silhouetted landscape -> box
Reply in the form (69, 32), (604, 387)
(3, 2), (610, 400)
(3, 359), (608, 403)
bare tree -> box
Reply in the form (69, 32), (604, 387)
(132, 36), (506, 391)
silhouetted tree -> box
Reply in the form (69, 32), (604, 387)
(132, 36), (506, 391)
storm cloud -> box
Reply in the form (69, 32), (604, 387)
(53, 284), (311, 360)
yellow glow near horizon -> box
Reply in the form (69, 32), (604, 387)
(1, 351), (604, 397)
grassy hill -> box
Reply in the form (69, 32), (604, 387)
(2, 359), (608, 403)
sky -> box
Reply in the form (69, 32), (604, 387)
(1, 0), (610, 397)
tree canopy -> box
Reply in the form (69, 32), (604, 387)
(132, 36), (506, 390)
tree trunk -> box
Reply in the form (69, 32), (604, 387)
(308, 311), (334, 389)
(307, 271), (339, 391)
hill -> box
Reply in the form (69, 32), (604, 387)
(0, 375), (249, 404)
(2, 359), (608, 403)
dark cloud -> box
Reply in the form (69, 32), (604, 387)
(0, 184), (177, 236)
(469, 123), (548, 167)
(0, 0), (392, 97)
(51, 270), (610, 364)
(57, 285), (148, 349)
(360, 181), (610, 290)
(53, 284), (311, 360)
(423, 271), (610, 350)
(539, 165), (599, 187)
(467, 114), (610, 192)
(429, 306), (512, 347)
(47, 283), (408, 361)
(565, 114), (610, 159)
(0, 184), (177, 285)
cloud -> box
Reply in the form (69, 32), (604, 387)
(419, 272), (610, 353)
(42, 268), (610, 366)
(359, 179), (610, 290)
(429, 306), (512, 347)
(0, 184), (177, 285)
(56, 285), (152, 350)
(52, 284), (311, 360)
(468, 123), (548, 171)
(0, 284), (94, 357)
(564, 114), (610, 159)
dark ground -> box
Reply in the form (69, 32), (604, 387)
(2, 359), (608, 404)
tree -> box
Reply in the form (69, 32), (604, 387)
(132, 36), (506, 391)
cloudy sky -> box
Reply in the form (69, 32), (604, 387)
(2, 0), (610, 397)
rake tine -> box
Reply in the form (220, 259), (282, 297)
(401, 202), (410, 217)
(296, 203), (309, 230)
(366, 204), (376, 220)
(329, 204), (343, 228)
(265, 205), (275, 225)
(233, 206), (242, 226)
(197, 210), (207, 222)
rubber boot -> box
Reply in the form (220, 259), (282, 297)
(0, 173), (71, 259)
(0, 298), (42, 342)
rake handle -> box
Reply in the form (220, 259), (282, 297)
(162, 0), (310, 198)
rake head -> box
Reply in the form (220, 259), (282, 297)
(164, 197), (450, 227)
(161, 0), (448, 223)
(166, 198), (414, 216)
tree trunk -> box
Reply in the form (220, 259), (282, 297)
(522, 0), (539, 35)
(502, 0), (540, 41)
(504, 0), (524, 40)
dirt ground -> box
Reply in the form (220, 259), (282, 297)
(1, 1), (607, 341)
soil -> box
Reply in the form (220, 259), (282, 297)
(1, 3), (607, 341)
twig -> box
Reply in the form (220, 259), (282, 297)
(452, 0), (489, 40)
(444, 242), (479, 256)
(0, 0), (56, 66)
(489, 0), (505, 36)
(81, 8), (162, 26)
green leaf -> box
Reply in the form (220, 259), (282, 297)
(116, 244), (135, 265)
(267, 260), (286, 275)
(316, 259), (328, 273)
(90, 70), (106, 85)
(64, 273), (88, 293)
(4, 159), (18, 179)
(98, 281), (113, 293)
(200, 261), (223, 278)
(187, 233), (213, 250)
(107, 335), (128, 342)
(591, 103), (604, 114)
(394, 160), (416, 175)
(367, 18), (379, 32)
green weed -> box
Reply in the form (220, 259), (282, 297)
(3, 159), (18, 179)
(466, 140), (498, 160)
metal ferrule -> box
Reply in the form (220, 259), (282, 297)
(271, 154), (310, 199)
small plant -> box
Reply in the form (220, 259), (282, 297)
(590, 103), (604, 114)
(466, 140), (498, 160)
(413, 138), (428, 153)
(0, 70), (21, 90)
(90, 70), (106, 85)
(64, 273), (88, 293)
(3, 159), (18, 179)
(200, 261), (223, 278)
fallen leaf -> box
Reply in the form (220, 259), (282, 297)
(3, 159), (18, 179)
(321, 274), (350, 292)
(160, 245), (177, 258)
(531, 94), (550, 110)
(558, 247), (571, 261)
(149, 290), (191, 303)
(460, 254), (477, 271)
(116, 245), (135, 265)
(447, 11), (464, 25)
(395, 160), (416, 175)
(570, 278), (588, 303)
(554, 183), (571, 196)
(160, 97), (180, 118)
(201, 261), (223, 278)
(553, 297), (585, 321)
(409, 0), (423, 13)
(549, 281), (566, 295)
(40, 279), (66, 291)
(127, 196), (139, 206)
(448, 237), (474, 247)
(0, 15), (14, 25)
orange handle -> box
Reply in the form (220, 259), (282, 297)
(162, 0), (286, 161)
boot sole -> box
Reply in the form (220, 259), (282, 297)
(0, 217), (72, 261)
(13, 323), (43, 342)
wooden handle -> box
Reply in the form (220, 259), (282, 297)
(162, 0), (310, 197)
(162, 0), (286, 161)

★ ★ ★ ★ ★ ★ ★

### WORK TO COMPLETE
Please return only the lines from the one with "metal ferrule -> box" through the end of the listing, each exactly as written, first and last included.

### YOUR SOLUTION
metal ferrule -> box
Reply in the form (220, 259), (282, 297)
(271, 154), (310, 199)
small plant -> box
Reply in the form (220, 259), (282, 297)
(590, 103), (604, 114)
(466, 140), (498, 160)
(413, 138), (428, 153)
(0, 70), (21, 90)
(90, 70), (106, 85)
(64, 273), (88, 293)
(3, 159), (18, 179)
(200, 261), (223, 278)
fallen leaf -> box
Reply in the form (220, 259), (282, 297)
(3, 159), (18, 179)
(321, 274), (350, 292)
(160, 245), (177, 258)
(531, 94), (550, 110)
(558, 247), (571, 261)
(149, 290), (191, 303)
(460, 254), (477, 271)
(116, 245), (135, 265)
(447, 11), (464, 25)
(395, 160), (416, 175)
(570, 278), (588, 303)
(554, 183), (571, 196)
(160, 97), (180, 118)
(201, 261), (223, 278)
(553, 297), (585, 321)
(409, 0), (423, 13)
(549, 281), (566, 295)
(40, 279), (66, 291)
(127, 196), (139, 206)
(448, 237), (474, 247)
(0, 15), (14, 25)
orange handle -> box
Reply in the form (220, 259), (282, 297)
(162, 0), (286, 161)
boot sole -> box
Reply in the form (220, 259), (282, 297)
(0, 217), (72, 261)
(13, 323), (43, 342)
wooden handle -> box
Reply in the form (220, 259), (282, 297)
(162, 0), (310, 197)
(162, 0), (286, 161)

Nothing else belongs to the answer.